Data records:
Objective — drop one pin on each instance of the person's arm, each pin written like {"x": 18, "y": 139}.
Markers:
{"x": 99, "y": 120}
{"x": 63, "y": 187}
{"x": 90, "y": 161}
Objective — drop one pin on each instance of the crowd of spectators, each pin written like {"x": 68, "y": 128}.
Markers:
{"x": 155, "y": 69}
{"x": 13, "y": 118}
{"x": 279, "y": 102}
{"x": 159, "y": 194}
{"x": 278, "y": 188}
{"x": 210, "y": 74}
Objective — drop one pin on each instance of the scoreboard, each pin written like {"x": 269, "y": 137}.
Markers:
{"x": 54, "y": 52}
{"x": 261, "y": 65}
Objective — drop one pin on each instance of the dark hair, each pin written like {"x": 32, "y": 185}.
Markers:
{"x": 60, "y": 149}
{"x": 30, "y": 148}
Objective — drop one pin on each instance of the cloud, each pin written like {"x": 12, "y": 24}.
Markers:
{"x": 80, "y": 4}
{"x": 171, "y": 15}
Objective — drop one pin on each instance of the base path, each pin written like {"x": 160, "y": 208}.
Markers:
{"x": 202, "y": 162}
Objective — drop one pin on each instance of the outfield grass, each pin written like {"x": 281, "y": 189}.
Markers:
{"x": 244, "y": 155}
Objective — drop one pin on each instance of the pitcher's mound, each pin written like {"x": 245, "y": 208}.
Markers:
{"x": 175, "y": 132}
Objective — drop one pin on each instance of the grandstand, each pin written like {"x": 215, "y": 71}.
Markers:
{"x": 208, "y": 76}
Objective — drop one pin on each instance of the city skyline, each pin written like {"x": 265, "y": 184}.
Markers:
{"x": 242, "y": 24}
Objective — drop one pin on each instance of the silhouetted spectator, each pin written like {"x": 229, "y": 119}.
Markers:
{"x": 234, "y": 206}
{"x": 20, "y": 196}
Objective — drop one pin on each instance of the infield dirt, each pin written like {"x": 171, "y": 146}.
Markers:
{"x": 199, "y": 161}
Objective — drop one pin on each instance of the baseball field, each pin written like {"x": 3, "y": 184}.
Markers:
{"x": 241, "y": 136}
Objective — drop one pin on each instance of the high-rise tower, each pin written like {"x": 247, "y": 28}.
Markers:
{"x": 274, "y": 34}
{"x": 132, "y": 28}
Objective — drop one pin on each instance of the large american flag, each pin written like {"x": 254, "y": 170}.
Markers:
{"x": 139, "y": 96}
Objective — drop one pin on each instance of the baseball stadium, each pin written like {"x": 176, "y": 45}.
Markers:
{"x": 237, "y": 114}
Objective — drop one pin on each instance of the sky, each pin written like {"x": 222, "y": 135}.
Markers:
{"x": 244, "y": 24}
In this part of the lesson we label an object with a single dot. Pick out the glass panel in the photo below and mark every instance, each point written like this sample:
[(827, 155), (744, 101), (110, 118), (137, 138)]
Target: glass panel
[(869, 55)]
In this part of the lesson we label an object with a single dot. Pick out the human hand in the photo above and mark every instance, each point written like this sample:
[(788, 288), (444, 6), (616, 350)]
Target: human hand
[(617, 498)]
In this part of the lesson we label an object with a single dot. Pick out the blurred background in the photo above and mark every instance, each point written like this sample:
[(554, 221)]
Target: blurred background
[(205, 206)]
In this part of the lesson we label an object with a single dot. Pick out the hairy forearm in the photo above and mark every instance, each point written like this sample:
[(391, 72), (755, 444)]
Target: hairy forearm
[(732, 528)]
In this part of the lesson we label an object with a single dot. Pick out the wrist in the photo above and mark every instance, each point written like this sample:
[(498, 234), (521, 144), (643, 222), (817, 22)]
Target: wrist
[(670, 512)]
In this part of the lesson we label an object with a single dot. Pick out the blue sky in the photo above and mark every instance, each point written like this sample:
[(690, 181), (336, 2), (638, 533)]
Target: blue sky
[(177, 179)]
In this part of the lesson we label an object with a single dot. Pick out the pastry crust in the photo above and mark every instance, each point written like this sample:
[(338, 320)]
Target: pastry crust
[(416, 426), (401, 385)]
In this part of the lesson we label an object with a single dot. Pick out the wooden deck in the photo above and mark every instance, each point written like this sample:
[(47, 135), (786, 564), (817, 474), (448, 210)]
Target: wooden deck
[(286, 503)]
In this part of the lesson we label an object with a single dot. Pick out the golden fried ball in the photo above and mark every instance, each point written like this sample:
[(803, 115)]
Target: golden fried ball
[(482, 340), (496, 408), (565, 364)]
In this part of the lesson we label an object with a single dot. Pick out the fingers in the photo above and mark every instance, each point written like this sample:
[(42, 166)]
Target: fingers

What is being asked:
Looking through the records, copy out every line in which the word "fingers" is found.

Response to the task:
In this part of the lesson we label an object with a single dot. Pick out the fingers in the photo above and mark every instance, each point written like this sample:
Target: fingers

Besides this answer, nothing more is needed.